- Dataset records
= = = = = = =

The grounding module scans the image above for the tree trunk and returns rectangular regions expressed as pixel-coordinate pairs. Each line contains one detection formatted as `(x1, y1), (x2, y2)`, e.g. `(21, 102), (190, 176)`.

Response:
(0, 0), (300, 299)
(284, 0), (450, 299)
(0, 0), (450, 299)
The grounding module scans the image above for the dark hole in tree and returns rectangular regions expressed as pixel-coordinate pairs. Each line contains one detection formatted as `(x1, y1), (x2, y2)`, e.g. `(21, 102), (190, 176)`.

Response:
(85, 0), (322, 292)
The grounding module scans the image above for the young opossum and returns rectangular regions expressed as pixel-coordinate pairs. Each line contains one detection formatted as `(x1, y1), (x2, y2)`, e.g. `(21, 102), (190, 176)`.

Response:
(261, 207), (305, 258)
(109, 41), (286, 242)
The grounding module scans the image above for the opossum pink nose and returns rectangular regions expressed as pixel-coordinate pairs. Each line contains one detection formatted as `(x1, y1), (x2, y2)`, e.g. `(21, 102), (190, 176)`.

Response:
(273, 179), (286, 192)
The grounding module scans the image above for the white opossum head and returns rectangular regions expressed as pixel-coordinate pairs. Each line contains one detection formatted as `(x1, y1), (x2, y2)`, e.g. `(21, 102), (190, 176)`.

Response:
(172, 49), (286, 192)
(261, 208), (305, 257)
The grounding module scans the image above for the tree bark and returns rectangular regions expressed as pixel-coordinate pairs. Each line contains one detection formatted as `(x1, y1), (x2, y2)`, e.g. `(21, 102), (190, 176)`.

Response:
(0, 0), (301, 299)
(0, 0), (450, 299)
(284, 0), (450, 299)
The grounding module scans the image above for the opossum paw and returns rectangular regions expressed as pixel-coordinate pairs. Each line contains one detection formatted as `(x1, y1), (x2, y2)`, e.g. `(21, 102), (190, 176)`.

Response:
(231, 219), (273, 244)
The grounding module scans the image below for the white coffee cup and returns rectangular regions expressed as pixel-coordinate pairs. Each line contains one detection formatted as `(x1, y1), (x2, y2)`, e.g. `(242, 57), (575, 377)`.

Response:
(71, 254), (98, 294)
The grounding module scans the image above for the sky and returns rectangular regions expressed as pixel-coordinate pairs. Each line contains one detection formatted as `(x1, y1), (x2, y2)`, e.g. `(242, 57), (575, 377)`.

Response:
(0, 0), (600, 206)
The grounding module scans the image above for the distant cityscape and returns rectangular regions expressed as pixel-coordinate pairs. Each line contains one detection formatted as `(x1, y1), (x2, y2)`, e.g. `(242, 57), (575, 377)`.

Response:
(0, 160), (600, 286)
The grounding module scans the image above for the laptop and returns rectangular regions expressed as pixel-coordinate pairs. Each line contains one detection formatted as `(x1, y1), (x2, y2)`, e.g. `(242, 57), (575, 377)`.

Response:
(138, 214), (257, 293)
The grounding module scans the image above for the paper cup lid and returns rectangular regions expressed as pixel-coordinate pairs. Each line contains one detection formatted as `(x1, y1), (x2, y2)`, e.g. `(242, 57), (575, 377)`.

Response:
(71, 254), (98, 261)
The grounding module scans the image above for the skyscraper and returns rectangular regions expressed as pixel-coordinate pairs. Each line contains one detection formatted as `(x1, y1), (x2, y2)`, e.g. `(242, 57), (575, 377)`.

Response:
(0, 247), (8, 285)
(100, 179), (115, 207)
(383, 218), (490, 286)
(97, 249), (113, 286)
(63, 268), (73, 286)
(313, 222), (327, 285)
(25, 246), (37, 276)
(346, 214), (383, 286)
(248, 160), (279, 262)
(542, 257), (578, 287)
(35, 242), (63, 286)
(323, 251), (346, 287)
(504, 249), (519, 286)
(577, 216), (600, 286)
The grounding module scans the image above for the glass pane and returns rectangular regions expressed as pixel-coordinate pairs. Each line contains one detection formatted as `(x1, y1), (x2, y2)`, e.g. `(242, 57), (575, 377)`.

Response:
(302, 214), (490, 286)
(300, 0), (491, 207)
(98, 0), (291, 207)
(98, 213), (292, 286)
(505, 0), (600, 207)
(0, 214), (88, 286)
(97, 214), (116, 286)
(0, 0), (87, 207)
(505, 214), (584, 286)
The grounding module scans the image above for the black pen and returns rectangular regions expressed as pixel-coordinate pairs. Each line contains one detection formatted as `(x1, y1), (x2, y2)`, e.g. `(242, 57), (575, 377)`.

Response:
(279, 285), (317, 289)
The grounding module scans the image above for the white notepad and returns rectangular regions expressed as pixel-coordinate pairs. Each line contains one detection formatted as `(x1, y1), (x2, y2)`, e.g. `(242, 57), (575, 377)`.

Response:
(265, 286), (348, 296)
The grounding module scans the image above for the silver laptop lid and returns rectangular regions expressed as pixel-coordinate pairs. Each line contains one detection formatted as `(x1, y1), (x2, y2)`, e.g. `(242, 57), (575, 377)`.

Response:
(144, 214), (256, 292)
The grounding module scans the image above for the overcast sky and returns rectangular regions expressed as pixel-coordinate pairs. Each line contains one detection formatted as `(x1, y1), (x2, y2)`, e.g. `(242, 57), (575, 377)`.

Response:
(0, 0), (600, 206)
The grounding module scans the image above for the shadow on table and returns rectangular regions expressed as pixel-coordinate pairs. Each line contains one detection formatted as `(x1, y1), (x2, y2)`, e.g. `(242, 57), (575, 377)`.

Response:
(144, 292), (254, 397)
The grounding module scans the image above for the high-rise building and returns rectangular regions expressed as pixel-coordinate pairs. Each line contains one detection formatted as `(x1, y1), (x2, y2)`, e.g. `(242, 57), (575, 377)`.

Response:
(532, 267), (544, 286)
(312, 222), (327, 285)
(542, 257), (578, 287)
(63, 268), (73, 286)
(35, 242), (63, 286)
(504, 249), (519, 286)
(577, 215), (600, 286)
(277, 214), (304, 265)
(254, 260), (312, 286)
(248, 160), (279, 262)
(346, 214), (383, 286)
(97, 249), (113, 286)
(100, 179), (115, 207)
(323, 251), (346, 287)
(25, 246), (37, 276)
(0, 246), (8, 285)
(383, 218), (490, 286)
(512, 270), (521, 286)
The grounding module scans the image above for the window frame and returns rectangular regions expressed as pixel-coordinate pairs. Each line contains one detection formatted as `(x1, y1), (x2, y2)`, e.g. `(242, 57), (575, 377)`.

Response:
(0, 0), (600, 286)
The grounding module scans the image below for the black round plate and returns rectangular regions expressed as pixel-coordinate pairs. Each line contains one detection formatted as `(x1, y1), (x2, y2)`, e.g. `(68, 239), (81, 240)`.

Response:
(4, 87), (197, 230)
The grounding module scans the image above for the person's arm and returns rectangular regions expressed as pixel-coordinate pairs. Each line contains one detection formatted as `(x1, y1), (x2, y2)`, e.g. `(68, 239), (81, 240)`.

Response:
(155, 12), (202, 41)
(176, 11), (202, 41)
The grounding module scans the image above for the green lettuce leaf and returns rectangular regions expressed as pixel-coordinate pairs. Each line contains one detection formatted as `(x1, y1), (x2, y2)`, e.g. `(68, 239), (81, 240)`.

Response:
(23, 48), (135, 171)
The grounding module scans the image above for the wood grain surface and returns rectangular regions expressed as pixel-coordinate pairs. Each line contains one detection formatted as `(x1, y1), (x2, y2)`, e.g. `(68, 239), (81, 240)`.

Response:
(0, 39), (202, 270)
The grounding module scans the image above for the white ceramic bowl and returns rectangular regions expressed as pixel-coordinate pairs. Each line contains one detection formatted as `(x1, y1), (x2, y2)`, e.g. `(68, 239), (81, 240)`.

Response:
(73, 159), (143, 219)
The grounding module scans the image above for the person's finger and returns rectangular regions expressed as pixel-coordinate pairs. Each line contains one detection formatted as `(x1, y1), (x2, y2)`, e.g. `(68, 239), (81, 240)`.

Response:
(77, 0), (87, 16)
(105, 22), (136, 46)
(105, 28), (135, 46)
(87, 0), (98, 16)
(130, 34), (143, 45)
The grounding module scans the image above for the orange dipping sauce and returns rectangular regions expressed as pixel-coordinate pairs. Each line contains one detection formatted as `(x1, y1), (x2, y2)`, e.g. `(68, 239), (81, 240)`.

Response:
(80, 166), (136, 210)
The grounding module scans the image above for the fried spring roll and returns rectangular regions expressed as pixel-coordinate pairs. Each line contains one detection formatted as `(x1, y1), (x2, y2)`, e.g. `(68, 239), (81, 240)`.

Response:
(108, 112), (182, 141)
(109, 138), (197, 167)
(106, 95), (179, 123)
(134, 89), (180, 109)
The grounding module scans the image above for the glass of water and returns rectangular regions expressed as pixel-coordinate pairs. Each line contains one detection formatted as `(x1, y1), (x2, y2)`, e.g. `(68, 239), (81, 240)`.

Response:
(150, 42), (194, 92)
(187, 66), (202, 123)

= = = = = = =

- Do this
Print the items verbatim, from their first line through the line that contains "(0, 0), (300, 299)".

- Result
The grounding module scans the image above for the tree trunk and returns rectangular regions expressed as pixel-coordinate pairs. Each line contains one detection formatted as `(x1, y1), (x2, y2)`, e.g. `(21, 102), (190, 176)`.

Response:
(0, 0), (300, 299)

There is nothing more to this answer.